##### Stored rows

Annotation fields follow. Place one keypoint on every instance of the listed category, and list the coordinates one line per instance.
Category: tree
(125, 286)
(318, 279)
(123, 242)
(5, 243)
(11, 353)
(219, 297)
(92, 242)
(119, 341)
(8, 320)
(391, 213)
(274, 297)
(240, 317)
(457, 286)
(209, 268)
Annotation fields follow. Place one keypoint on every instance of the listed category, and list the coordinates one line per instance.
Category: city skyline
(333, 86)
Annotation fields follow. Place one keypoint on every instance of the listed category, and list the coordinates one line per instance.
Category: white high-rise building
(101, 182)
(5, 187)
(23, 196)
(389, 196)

##########

» Task instructions: Reproduce every line of the entries above, keeping the requests and category lines unchanged. Scale each answer coordinate by 1.8 and round to the nearest whole number, rounding halves up.

» Exercise result:
Annotation fields follow. Place one keypoint on every instance of the listed category, and list the coordinates one line per instance.
Category: tree
(225, 515)
(572, 502)
(221, 436)
(9, 437)
(20, 635)
(394, 535)
(166, 436)
(214, 614)
(14, 576)
(704, 383)
(493, 535)
(432, 571)
(823, 515)
(376, 482)
Annotation fields follow. Place one keypoint on every instance of the listed category, and list the coordinates one line per instance.
Category: city skyline
(599, 155)
Annotation fields follow. Place one keypoint on every instance of the listed category, and list the coordinates one line per instance.
Category: white high-rise building
(182, 328)
(9, 337)
(41, 353)
(700, 353)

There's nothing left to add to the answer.